SET EXERCISE -
Could you copy the records below word for word, starting at the very beginning and ending with the line that contains "[[74, 116], [431, 100]]", including that line? Leave the pictures out of your copy.

Image point annotation entries:
==================================================

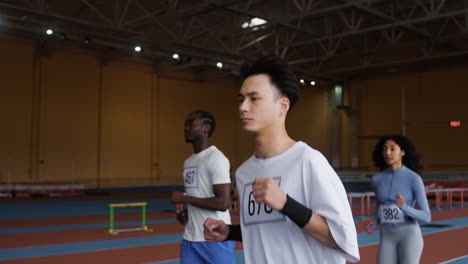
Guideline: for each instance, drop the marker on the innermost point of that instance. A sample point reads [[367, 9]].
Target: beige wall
[[74, 116], [431, 100]]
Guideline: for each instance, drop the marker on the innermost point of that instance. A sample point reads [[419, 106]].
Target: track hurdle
[[114, 231]]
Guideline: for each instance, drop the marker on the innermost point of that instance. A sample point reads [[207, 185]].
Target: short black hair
[[280, 75], [411, 159], [207, 118]]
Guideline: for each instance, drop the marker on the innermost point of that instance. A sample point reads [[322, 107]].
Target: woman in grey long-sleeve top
[[398, 187]]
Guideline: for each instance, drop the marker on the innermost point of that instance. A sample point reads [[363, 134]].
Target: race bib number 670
[[191, 177], [254, 212]]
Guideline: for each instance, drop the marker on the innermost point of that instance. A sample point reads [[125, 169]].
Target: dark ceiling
[[325, 40]]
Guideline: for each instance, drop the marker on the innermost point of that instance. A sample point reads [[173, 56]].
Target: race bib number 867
[[254, 212]]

==================================================

ANSWER TO THIS TASK -
Guideline: for each instance, drop the marker on the innermost point of that instance. A sample point reads [[367, 9]].
Target: beige wall
[[74, 116], [431, 100]]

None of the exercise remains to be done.